Detalles de la tarea: Devuelve como lista JSON de cadenas, una por cada línea y sin incluir las líneas en blanco, todo lo que va desde el comienzo de las entradas hasta la línea que contiene "output: a single", ambos extremos incluidos.
********
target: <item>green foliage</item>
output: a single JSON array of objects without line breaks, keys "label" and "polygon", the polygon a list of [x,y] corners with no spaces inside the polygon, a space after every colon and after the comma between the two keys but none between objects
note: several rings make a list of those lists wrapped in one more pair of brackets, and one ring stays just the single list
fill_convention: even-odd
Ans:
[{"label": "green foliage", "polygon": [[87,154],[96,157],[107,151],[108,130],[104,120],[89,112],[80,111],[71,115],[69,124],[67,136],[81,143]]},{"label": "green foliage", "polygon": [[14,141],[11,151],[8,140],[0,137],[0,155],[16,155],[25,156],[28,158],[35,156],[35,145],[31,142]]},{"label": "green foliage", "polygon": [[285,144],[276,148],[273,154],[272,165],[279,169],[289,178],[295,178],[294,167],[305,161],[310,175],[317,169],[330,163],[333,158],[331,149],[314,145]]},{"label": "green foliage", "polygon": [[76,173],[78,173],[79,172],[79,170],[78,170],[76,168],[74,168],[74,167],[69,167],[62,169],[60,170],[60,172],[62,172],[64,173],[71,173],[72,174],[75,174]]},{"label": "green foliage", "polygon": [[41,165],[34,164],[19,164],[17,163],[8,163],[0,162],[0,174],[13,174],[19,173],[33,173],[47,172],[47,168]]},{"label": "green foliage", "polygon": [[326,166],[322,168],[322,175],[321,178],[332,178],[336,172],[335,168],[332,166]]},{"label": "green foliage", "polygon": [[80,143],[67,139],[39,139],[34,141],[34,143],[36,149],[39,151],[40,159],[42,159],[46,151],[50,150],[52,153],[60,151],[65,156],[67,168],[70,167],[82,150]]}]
********
Resultado obtenido:
[
  "target: <item>green foliage</item>",
  "output: a single JSON array of objects without line breaks, keys \"label\" and \"polygon\", the polygon a list of [x,y] corners with no spaces inside the polygon, a space after every colon and after the comma between the two keys but none between objects"
]